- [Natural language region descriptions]
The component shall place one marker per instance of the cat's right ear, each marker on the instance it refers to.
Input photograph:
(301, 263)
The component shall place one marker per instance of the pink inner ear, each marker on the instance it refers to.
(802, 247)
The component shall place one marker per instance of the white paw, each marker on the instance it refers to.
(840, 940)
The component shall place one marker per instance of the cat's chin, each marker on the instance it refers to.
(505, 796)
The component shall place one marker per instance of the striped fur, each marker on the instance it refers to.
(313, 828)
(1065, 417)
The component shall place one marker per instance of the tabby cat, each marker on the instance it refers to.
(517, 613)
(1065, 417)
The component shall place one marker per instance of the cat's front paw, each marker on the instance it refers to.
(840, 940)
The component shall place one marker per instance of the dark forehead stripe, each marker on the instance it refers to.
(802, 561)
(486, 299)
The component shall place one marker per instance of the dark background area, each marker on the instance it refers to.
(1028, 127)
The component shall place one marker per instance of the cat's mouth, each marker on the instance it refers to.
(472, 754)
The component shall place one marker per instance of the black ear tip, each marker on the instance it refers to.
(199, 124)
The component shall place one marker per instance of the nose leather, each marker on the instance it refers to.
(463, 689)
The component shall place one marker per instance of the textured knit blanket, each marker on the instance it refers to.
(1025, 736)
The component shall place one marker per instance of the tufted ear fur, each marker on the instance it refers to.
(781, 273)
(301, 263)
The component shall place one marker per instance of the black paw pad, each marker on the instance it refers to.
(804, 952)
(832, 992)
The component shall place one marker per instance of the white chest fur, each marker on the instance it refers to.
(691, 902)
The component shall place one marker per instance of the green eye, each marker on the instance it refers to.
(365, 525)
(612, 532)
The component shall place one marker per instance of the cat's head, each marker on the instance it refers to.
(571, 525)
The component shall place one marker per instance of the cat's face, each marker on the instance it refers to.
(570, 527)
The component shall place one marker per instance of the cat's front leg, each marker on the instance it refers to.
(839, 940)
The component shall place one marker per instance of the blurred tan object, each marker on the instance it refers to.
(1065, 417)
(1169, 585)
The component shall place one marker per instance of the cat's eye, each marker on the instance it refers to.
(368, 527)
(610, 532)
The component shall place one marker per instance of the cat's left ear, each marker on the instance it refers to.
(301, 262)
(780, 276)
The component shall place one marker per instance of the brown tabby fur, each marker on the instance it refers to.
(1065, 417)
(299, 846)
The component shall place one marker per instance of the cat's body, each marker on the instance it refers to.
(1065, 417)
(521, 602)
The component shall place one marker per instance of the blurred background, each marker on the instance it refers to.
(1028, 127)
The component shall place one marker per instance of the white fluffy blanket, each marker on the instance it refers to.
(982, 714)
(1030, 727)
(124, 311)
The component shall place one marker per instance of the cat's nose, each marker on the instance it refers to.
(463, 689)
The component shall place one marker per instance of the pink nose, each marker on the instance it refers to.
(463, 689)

- [Instructions for the task] Please return all of the records exactly as they appear.

- [Reply]
The component shall place one marker per instance of the cat's right ear, each marker on the instance it refers to.
Input photograph:
(301, 263)
The component shall place one marker per instance of the pink inner ear, each marker on the instance it refers to.
(802, 247)
The component shall place one marker per instance of the white paw, each marker on the instance it refers to.
(840, 940)
The component shall place one marker per instance of the cat's chin, each marker on the instance it refers to.
(505, 796)
The component shall place one marker per instance of the striped fur, each marker on the instance it refers to.
(313, 828)
(1065, 417)
The component shall place one marker per instance of the tabby cat, each marker on the instance it refers to.
(517, 613)
(1065, 417)
The component shall place one marker per instance of the cat's front paw, each marker on the instance it refers to.
(840, 940)
The component shall place one marker per instance of the dark forehead stripe, each marker on the instance it refers to.
(802, 561)
(486, 299)
The component shall place one marker per instance of the dark background area, each marker on the instance it refers to.
(1028, 127)
The component shall place one marker per instance of the cat's mouth, each marker on the instance it refers to.
(472, 754)
The component shall place one marker per instance of the black ear tip, each marker on the instance it refers to.
(199, 124)
The component shall place one marker per instance of the nose leather, each marker on the instance it refers to.
(463, 689)
The component shall place one marker per instance of the textured knit blanket, each marker on the instance it refers to.
(1025, 736)
The component shall place one marker per instance of the tufted ear fur, each marker on the instance it refers to.
(781, 273)
(301, 263)
The component shall place one marker per instance of the black paw pad, each marker on the instance it refers to.
(804, 952)
(832, 992)
The component shall place one marker per instance of the white chest fur, each marker on the instance it refers to.
(691, 902)
The component shall place one marker per instance of the green eye, each marker on the instance it refers to.
(365, 525)
(612, 532)
The component shall place one marker per instance of the cat's head, each marker on the instance it refers to.
(571, 525)
The component shall place one marker per instance of the cat's face, each marker on the instance it refers to.
(570, 527)
The component shall place one marker per instance of the cat's front leg, each marker on the instance it refers to.
(839, 940)
The component shall place one marker per instance of the blurred tan object, each marker on the instance it refers to.
(1065, 417)
(1169, 585)
The component shall place one marker per instance of the cat's eye, each marker on the instance it refers to.
(368, 527)
(610, 532)
The component shall place one marker per instance of the cat's left ear, each marker on the instance it refers to.
(301, 262)
(780, 276)
The component shall place one marker per instance of the brown tabby fur, each marker on the instance it refers to.
(1065, 417)
(299, 846)
The component shall place one marker per instance of the cat's body, each marker on the instance it refers to.
(1065, 417)
(521, 602)
The component shall place one marker per instance of the blurred background, each marker on the instance it refers to.
(1028, 127)
The component shall place one marker per instance of the white fluffy blanket, each marker on the instance it refers to.
(982, 714)
(1030, 727)
(124, 311)
The component shall place one marker per instance of the cat's nose, each marker on the instance it refers to.
(463, 689)
The component shall place one marker per instance of the pink nose, each marker on the instance it refers to.
(463, 689)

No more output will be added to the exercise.